> [EXERCISE DETAILS]
Add -88 to every pixel coordinate in the answers and repeat all the lines, requests included, from the line with "For this dataset, tag each instance of the white sky" to the line with "For this dataset, tag each instance of the central".

(Object pointing dataset rows)
%%
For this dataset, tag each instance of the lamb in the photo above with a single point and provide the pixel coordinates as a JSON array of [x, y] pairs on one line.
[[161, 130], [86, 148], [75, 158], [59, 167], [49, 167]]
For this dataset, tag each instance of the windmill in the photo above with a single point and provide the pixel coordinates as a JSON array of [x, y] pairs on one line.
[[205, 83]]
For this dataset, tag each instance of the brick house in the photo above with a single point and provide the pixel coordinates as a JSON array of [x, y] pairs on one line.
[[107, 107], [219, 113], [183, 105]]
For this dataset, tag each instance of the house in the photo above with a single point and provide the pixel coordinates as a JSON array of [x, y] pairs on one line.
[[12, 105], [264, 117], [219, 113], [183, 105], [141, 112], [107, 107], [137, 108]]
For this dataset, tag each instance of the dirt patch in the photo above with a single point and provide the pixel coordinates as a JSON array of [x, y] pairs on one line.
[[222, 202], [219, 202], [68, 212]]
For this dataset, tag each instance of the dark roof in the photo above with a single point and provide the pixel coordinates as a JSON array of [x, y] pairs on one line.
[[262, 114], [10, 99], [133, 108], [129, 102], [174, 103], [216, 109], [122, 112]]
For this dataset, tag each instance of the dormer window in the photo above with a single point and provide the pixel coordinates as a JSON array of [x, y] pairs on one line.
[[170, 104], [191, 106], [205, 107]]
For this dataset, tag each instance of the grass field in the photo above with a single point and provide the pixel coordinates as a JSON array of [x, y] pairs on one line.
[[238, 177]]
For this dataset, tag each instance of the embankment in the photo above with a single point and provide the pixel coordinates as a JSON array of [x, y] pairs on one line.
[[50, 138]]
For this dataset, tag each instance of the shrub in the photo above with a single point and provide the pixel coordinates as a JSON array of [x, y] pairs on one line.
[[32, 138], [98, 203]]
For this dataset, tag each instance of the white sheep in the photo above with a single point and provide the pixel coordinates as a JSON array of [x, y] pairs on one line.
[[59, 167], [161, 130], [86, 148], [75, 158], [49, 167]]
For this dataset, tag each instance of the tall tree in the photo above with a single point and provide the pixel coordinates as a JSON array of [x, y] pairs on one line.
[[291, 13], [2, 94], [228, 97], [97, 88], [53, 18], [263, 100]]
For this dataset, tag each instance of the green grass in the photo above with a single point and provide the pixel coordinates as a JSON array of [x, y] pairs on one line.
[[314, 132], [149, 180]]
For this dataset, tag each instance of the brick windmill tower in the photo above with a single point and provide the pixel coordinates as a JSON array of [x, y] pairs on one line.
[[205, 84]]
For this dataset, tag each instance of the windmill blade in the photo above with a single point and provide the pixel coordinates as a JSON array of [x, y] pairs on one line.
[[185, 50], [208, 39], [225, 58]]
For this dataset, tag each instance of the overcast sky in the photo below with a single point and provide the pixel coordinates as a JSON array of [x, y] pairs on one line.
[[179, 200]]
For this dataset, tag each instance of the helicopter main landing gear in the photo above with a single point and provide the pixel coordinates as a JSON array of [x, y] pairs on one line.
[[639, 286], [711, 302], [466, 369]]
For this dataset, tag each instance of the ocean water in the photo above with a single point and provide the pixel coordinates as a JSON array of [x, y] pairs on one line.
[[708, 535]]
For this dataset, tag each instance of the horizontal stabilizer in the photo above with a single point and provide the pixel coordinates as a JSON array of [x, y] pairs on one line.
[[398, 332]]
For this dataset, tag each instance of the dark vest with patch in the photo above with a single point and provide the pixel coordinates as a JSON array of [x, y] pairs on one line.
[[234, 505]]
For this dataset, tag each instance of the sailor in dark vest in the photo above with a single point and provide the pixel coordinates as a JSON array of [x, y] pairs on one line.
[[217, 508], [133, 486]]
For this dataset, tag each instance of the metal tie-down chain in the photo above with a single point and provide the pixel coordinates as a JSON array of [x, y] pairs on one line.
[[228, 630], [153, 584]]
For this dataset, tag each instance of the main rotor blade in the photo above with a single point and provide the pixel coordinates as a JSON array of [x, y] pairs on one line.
%%
%%
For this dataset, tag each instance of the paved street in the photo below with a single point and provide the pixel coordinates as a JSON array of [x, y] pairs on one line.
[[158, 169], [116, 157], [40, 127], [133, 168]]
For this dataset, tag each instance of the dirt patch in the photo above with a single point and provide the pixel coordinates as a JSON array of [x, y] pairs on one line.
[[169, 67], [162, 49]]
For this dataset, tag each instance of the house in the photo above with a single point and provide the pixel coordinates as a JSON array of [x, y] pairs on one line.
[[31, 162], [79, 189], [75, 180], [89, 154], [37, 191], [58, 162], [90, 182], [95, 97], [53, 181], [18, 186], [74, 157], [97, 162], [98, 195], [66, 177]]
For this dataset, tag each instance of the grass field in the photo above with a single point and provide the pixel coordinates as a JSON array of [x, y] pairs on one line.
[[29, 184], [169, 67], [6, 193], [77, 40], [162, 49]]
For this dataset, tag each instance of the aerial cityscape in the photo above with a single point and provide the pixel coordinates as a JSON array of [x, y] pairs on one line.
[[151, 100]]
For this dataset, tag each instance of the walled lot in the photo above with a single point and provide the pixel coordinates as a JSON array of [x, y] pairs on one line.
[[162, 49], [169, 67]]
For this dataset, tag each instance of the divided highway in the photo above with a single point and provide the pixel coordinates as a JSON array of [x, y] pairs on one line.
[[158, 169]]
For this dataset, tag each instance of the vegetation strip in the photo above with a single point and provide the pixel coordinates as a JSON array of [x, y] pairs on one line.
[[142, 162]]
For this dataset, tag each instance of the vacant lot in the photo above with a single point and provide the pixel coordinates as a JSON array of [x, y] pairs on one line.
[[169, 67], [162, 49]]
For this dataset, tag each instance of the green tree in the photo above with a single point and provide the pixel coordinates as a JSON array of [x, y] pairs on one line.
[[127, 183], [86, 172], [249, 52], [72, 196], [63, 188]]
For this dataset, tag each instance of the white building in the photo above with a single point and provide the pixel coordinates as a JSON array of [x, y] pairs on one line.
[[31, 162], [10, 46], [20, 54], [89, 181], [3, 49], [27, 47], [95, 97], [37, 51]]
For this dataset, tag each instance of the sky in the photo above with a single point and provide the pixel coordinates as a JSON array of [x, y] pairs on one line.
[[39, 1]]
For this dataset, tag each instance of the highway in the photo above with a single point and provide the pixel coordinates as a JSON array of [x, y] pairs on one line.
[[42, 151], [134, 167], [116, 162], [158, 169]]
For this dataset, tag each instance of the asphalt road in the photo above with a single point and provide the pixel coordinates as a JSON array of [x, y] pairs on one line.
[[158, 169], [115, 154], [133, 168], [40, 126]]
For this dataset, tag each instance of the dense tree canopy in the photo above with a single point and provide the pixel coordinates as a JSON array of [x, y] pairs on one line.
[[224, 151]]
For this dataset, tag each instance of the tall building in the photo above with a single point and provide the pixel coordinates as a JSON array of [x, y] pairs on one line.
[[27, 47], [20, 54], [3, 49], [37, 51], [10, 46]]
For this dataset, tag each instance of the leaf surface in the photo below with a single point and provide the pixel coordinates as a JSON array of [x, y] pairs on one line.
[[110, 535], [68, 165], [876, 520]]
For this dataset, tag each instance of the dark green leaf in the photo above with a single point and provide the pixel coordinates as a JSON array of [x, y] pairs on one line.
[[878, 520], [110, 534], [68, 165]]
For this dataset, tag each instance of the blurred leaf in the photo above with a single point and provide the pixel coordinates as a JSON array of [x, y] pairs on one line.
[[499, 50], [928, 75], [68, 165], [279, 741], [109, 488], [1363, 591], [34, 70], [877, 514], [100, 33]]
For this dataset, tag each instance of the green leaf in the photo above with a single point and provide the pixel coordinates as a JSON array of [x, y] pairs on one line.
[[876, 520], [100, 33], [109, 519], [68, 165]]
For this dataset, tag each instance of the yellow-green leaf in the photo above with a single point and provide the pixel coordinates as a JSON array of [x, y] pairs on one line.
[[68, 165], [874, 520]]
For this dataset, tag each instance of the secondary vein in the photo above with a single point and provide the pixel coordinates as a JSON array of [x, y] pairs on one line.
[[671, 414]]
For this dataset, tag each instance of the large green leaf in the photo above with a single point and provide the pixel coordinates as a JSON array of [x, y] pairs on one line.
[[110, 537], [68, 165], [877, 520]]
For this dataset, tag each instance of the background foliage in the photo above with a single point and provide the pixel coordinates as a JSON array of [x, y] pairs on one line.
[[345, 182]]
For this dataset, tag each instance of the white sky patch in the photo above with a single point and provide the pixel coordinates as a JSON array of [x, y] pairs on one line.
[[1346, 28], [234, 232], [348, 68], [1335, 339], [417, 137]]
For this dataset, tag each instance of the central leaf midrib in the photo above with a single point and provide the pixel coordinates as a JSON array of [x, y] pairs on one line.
%%
> [ANSWER BELOW]
For this dataset, tag each instance of the white sky patch in the photo above with a single point and provide the pixel coordinates as a JSON array of [x, y] pairs on one line.
[[1258, -60], [146, 144], [260, -20], [1247, 251], [329, 49]]
For this dataset, tag each instance of the central leaf midrib in the photo above with a single point and provide the pixel coordinates as a JSON array of [x, y] pairs on one line.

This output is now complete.